↓↓↓
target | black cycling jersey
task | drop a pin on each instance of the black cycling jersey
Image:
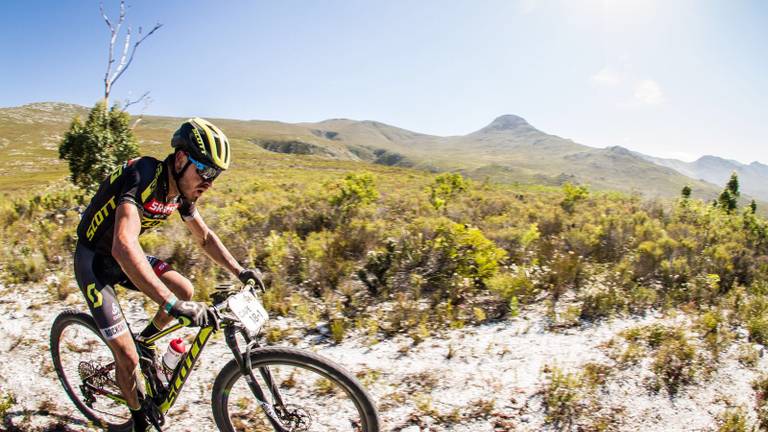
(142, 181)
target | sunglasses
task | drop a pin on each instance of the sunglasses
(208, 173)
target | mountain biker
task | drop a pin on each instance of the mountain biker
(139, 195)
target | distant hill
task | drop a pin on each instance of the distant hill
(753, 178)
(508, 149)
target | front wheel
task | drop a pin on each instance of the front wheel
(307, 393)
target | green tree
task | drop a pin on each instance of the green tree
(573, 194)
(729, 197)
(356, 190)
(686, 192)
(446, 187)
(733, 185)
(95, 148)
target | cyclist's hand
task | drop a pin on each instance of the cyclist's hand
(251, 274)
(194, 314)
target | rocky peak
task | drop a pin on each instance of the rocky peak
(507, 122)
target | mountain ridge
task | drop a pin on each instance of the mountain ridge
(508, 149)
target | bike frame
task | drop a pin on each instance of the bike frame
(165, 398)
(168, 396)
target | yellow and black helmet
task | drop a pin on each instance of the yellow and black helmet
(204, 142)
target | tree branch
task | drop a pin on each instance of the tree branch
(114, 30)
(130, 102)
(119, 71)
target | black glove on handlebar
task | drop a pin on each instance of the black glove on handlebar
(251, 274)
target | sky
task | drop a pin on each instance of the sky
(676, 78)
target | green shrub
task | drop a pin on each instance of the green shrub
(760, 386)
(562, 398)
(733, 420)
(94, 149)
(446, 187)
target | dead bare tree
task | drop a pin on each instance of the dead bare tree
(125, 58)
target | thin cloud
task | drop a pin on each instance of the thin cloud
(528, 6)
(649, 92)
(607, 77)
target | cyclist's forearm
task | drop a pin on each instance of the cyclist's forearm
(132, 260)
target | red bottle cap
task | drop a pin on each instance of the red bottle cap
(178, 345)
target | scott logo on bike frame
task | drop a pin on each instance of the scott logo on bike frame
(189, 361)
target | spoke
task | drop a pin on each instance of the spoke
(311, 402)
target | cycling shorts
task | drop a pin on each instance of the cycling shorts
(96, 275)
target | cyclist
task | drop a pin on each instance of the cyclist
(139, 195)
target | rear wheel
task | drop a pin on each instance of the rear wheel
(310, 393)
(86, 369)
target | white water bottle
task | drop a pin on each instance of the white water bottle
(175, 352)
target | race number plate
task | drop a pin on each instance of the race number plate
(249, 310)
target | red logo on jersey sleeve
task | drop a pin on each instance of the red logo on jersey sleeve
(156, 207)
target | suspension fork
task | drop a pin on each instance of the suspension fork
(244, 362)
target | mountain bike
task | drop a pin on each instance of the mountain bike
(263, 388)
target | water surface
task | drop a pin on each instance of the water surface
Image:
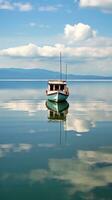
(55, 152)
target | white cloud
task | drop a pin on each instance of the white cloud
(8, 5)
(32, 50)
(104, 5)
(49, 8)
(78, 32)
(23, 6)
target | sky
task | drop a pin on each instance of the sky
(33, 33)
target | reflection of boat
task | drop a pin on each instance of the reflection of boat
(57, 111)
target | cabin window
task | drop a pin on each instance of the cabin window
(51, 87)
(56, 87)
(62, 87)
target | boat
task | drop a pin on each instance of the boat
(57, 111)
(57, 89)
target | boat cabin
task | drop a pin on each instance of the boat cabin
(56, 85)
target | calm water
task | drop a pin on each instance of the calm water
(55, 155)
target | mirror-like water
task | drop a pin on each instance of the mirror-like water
↑↑↑
The whole of the data above needs retyping exactly, with pictures omitted.

**Written solution**.
target | black cycling jersey
task | drop a pin on each instance of the black cycling jersey
Image:
(142, 181)
target | sunglasses
task | drop a pin on each instance of the sunglasses
(208, 173)
target | mountain biker
task | drop a pin on each instance of the mountain biker
(139, 195)
target | distant hill
task | drop a pin on each instance of the distant hill
(753, 178)
(508, 149)
target | front wheel
task | drop a pin on each instance of the front wheel
(307, 393)
target | green tree
task | drop a pin on each instance of the green tree
(573, 194)
(729, 197)
(356, 190)
(686, 192)
(446, 187)
(733, 185)
(95, 148)
target | cyclist's hand
task | drop a pin on each instance of the cyclist's hand
(251, 274)
(194, 314)
target | rocky peak
task | drop a pin on each instance of the rocky peak
(507, 122)
target | mountain ridge
task | drop a pin on each instance of the mountain ridge
(508, 149)
target | bike frame
task | drop a pin on each instance of the bike frame
(165, 398)
(168, 396)
target | yellow and black helmet
task | drop a pin on each instance of the yellow and black helmet
(204, 142)
target | tree branch
task | drop a pin on each instance of the tree branch
(114, 30)
(130, 102)
(119, 71)
target | black glove on handlebar
task | drop a pin on each instance of the black glove on handlebar
(251, 274)
target | sky
task | drop a pin on each instance of the sky
(676, 78)
target | green shrub
task | drop a pin on each instance of the green shrub
(760, 386)
(562, 398)
(733, 420)
(94, 149)
(446, 187)
target | dead bare tree
task | drop a pin on each instance of the dead bare tree
(125, 58)
target | thin cloud
task | drop a pin on each instance of the thin cloud
(528, 6)
(649, 92)
(607, 77)
target | cyclist's forearm
task | drop a pin on each instance of the cyclist's forearm
(132, 260)
target | red bottle cap
task | drop a pin on each instance of the red bottle cap
(178, 345)
target | scott logo on bike frame
task | drop a pin on each instance of the scott logo on bike frame
(189, 361)
target | spoke
task | drop a pin on each instance of the spoke
(311, 402)
target | cycling shorts
task | drop a pin on each instance of the cycling shorts
(96, 275)
target | cyclist
task | drop a pin on each instance of the cyclist
(139, 195)
target | rear wheel
task | drop a pin on each instance of the rear wheel
(310, 393)
(86, 369)
target | white water bottle
task | drop a pin on each instance of the white water bottle
(175, 352)
target | race number plate
task | drop a pin on each instance of the race number plate
(249, 310)
target | red logo on jersey sleeve
task | drop a pin on each instance of the red logo on jersey sleeve
(156, 207)
target | suspension fork
task | drop a pin on each instance of the suspension fork
(244, 362)
target | mountain bike
task | drop a pin on each instance of the mountain bike
(263, 388)
target | water surface
task | drop a pin on each instance of the water surface
Image:
(55, 152)
target | white cloud
task | drop a pin on each instance of the white cloud
(8, 5)
(32, 50)
(104, 5)
(49, 8)
(78, 32)
(23, 6)
target | sky
task | drop a pin on each instance of the sky
(33, 33)
target | reflection of boat
task | drop a pin on each instance of the reflection of boat
(57, 111)
target | cabin window
task | drop a pin on each instance of the cabin window
(51, 87)
(56, 87)
(62, 87)
target | boat
task | drop a pin on each instance of the boat
(57, 111)
(57, 89)
target | boat cabin
task | drop a pin on each instance of the boat cabin
(56, 85)
target | calm water
task | drop a pin on each instance of the calm water
(55, 155)
target | mirror-like water
task | drop a pin on each instance of the mirror-like water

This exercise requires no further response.